- _YOUR TASK_: Below are entries. Pull out all lines containing "road".

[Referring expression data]

◇ ◇ ◇ ◇ ◇ ◇ ◇

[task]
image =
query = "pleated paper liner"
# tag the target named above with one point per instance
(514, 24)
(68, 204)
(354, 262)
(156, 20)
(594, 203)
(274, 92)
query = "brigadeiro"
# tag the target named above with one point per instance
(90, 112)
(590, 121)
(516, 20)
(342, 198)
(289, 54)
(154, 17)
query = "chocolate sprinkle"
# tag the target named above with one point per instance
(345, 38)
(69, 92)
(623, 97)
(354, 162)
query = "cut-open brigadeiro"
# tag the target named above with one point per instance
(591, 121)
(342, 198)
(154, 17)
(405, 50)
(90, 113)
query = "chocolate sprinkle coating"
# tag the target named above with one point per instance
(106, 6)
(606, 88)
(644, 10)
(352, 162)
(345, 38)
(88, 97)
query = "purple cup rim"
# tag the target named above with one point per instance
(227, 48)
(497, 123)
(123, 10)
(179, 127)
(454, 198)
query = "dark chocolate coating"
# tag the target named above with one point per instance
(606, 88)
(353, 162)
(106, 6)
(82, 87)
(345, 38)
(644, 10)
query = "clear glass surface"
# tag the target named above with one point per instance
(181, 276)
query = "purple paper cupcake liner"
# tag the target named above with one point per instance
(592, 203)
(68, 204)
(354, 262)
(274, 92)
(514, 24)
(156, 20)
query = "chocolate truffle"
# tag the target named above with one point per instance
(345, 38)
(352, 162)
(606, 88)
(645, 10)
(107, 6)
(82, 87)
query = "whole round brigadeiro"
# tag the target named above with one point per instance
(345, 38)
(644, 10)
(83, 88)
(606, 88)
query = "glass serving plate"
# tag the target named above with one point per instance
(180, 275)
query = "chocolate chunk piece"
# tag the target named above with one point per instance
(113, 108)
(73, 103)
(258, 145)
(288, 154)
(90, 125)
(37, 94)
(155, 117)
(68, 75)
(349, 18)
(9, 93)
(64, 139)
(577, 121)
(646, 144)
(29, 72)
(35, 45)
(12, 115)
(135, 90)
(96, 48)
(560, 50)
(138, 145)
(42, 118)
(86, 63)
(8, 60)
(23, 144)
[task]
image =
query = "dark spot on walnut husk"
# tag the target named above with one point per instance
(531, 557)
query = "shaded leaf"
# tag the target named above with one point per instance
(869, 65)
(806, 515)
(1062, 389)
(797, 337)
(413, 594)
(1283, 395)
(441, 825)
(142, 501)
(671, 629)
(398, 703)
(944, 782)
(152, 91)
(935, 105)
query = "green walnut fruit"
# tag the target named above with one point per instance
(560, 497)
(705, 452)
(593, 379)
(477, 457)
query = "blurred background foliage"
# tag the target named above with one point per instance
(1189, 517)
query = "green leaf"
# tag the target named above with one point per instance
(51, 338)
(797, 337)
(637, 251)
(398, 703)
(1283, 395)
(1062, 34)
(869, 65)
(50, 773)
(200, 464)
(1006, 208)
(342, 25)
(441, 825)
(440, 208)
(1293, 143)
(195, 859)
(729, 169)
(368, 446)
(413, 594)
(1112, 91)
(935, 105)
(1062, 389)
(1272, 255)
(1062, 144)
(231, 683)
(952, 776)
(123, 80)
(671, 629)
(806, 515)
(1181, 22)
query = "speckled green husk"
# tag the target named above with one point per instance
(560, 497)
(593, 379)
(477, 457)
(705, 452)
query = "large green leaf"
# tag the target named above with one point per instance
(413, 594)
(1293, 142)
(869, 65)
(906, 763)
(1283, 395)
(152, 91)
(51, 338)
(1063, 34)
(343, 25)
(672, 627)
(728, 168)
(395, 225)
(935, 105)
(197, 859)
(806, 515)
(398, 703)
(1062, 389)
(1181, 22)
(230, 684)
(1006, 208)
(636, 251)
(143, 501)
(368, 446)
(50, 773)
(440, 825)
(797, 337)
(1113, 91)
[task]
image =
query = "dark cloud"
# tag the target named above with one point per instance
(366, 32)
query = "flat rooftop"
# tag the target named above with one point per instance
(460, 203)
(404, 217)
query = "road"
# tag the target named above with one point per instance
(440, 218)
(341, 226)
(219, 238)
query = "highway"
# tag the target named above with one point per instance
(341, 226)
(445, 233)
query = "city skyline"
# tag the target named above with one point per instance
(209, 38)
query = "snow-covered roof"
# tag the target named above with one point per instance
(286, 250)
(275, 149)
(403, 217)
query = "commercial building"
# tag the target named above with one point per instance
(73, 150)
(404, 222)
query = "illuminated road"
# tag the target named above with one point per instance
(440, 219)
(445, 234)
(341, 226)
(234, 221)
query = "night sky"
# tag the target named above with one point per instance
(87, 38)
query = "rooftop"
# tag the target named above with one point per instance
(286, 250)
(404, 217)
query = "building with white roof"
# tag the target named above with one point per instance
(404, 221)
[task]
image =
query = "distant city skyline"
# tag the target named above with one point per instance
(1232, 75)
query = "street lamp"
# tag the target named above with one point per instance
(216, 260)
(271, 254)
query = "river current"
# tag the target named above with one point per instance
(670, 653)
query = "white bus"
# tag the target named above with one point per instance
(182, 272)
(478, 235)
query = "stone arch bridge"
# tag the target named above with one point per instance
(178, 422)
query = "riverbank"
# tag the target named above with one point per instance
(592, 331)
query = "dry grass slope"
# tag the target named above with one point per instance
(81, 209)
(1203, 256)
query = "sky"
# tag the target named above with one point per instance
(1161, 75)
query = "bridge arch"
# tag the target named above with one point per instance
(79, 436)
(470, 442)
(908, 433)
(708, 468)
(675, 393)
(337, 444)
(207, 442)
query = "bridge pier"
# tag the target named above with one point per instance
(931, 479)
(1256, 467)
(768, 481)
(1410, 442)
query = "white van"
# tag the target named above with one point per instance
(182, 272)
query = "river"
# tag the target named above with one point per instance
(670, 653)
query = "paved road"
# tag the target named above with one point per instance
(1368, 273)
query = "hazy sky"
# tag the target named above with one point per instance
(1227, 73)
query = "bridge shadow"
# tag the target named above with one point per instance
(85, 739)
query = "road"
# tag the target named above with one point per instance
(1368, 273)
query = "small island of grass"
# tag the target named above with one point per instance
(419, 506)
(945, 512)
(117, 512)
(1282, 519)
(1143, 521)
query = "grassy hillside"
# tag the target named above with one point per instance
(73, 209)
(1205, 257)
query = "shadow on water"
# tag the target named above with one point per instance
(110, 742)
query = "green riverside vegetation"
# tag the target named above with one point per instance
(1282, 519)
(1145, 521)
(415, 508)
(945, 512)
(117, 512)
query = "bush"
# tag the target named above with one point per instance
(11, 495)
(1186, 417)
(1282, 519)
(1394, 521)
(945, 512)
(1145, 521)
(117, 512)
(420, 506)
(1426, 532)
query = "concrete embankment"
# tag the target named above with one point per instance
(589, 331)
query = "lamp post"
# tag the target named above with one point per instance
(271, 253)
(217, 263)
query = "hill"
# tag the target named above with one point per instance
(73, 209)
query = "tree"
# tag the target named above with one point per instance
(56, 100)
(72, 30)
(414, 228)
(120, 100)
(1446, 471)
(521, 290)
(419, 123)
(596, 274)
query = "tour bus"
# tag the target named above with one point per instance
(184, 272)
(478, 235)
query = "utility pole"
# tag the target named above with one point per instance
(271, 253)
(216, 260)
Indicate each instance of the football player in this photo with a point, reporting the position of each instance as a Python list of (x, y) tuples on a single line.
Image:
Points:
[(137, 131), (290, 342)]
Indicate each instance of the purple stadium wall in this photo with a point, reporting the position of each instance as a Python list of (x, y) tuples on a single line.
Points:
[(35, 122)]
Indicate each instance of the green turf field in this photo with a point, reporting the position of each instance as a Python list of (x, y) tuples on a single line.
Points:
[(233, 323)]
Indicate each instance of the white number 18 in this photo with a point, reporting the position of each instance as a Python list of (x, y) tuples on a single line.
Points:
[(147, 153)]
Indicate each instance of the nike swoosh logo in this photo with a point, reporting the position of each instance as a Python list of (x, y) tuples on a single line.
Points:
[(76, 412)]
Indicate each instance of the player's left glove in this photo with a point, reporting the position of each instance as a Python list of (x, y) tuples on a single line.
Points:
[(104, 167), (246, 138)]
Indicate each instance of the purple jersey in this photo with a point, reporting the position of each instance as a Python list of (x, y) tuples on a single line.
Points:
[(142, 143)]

◇ ◇ ◇ ◇ ◇ ◇ ◇

- _EXPECTED ANSWER_:
query = "road"
query = "illuminated road"
query = "paved road"
query = "road"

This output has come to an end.